▶ _EXCERPT PROVIDED_:
☆ ☆ ☆

OpenDuck Distributed DuckDB

Skill by ara.so — Daily 2026 Skills collection

OpenDuck is an open-source implementation of distributed DuckDB featuring differential storage (append-only immutable layers via Postgres + object store), hybrid dual execution (single queries split across local and remote workers), and transparent remote database attach via ATTACH 'openduck:mydb'. It is architecturally inspired by MotherDuck but fully open protocol (gRPC + Arrow IPC).

Architecture Overview

DuckDB client (openduck extension)
  └─ ATTACH 'openduck:mydb?endpoint=...' AS cloud
       └─ gRPC + Arrow IPC
            └─ Gateway (Rust)
                 ├─ auth / routing / plan splitting
                 ├─ Worker 1 (embedded DuckDB)
                 └─ Worker N (embedded DuckDB)
                      ├─ Postgres (metadata)
                      └─ Object store (sealed layers)

Key concepts:

OpenDuckCatalog / OpenDuckTableEntry — remote tables appear as first-class DuckDB catalog entries
Hybrid execution — gateway labels operators LOCAL or REMOTE, inserts Bridge operators at boundaries
Differential storage — immutable sealed layers, snapshot isolation, one write path, many readers
Protocol — only 2 gRPC RPCs defined in proto/openduck/v1/execution.proto

Repository Layout

crates/
  exec-gateway/     # auth, routing, hybrid plan splitting
  exec-worker/      # embedded DuckDB, Arrow IPC streaming
  exec-proto/       # protobuf/tonic codegen
  openduck-cli/     # unified CLI (serve|gateway|worker)
  diff-*/           # differential storage (layers, metadata, FUSE)

extensions/
  openduck/         # DuckDB C++ extension (StorageExtension + Catalog)

clients/
  python/           # pip-installable openduck wrapper

proto/
  openduck/v1/      # execution.proto

Installation & Build

Prerequisites

Rust toolchain (stable)
C++ build tools, vcpkg, bison (macOS: brew install bison)
DuckDB development headers (handled by the extension Makefile)

☆ ☆ ☆

▶ _LISTED RECORDS_:

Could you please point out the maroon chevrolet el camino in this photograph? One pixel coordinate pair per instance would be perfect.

☆ ☆ ☆

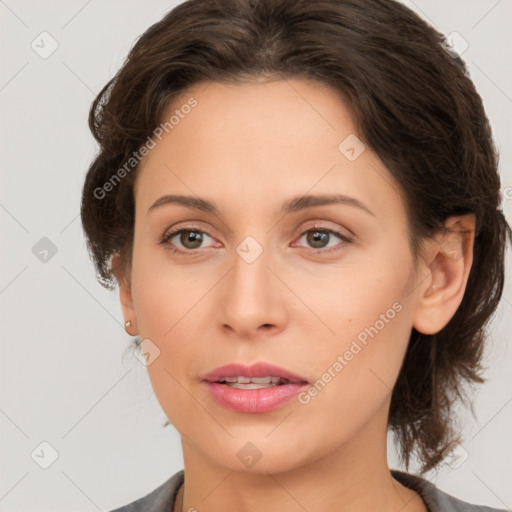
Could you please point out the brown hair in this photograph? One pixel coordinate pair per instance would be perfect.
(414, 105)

☆ ☆ ☆

▶ _REQUIREMENT_: What key concepts does the OpenDuck excerpt list under "Key concepts:"? The records come from a separate source, not from the OpenDuck excerpt.

▶ _THE REPLY_:
- OpenDuckCatalog / OpenDuckTableEntry
- Hybrid execution
- Differential storage
- Protocol